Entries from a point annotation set
□ □ □ □

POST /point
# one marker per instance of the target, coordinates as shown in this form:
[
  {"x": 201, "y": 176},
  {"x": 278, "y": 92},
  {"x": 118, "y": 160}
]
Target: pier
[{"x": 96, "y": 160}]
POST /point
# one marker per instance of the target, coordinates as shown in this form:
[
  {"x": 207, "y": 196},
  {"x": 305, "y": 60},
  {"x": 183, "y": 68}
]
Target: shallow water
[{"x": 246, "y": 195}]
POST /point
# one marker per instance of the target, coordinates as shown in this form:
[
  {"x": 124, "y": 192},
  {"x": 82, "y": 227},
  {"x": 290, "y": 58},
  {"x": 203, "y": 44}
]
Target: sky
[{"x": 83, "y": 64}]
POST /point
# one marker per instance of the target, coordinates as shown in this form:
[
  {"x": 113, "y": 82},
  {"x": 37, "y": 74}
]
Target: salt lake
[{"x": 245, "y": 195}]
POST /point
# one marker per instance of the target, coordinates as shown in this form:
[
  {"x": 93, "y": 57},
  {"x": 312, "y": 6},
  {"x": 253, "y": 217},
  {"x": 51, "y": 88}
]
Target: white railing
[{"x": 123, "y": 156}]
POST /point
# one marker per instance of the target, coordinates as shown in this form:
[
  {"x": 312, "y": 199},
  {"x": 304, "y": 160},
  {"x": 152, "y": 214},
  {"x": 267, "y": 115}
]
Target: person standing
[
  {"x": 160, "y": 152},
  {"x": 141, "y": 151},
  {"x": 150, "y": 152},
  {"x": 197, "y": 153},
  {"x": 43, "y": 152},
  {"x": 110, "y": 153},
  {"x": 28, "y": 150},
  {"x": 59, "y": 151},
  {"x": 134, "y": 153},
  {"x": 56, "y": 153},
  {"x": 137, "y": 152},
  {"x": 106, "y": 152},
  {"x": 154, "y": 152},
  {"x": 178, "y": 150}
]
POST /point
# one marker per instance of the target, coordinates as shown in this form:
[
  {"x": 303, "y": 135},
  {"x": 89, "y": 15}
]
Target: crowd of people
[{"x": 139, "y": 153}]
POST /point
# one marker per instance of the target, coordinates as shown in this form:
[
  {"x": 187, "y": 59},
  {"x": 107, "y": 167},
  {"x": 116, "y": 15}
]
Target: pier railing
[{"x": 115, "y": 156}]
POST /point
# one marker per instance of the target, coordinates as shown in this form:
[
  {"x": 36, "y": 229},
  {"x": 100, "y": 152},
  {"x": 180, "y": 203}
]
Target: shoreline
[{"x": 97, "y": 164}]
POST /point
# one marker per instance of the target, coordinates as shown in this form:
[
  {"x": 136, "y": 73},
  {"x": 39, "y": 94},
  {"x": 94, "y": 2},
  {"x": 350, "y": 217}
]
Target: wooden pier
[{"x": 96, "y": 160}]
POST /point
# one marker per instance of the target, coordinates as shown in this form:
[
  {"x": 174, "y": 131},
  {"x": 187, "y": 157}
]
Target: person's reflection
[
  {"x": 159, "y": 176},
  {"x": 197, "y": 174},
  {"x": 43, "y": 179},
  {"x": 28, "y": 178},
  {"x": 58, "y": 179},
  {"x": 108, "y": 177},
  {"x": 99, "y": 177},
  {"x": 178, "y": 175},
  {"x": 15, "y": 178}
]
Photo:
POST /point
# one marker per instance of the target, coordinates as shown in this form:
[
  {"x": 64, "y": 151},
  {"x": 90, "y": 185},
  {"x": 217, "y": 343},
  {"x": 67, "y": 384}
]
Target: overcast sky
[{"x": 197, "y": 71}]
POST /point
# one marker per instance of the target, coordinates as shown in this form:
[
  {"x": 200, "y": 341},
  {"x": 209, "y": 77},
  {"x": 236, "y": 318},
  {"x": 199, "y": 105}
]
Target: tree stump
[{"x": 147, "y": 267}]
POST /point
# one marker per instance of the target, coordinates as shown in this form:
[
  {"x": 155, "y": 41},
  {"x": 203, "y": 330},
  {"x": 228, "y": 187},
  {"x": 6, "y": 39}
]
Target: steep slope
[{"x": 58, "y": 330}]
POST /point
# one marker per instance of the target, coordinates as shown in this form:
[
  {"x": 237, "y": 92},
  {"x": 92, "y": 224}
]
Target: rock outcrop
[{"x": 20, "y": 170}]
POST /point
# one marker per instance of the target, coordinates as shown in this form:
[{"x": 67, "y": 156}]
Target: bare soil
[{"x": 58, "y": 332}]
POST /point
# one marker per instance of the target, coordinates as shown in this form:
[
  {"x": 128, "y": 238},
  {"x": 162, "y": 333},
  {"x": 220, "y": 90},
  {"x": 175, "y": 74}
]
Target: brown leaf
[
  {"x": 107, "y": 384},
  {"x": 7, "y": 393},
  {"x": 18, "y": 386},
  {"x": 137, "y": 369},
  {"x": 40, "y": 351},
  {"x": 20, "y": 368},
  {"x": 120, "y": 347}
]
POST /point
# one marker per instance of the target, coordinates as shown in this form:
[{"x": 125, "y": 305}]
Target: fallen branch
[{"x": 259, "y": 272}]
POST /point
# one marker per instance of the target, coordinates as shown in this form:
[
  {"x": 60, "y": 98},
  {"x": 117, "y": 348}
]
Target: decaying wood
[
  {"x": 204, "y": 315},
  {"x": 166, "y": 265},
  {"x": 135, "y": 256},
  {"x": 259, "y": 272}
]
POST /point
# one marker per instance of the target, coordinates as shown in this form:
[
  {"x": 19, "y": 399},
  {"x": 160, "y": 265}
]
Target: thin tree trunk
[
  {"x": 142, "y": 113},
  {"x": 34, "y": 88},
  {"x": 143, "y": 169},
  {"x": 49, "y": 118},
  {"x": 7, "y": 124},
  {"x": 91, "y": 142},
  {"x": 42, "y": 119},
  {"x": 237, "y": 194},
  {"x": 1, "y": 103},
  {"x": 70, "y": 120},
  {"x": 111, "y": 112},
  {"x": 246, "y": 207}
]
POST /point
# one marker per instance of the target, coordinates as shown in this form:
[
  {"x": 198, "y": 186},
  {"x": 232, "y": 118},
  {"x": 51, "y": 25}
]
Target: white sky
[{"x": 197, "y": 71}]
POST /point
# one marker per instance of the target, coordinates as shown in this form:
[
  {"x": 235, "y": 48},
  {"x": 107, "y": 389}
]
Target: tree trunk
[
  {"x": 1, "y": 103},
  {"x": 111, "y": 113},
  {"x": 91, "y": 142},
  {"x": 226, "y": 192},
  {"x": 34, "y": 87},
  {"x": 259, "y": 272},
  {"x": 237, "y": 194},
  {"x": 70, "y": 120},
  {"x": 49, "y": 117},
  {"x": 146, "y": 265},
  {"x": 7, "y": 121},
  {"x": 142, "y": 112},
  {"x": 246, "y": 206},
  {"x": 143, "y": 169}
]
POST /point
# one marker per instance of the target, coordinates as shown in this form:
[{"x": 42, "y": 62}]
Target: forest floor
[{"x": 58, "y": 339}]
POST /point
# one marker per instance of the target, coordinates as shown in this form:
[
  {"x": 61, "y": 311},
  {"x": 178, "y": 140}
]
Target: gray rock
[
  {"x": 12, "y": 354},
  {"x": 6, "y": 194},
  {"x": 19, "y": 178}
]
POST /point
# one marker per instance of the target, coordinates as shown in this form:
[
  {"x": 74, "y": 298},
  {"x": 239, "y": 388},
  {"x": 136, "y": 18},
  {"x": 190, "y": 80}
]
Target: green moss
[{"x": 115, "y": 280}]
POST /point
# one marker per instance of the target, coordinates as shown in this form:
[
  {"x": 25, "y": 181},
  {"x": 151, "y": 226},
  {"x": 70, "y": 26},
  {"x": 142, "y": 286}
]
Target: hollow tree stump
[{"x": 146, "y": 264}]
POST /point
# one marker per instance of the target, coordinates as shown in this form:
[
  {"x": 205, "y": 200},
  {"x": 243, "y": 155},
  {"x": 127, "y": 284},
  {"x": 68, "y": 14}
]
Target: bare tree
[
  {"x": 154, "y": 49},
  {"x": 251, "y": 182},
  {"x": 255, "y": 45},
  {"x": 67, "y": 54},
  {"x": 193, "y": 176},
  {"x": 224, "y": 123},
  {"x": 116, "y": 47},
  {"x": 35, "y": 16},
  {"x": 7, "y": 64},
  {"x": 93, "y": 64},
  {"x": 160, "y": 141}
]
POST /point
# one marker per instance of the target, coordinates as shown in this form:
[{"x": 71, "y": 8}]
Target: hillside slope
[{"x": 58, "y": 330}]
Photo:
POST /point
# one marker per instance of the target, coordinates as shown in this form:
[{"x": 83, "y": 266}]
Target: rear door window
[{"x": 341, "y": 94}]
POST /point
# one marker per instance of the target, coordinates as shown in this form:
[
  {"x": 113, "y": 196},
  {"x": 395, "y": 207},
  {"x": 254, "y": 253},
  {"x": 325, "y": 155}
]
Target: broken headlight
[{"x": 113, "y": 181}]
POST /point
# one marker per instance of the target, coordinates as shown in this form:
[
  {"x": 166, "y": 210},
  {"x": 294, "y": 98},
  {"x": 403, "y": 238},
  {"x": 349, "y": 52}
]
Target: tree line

□ □ □ □

● **EXERCISE PROMPT**
How many lines of the records above contain the string "stump"? Give only the number.

● **THE SOLUTION**
2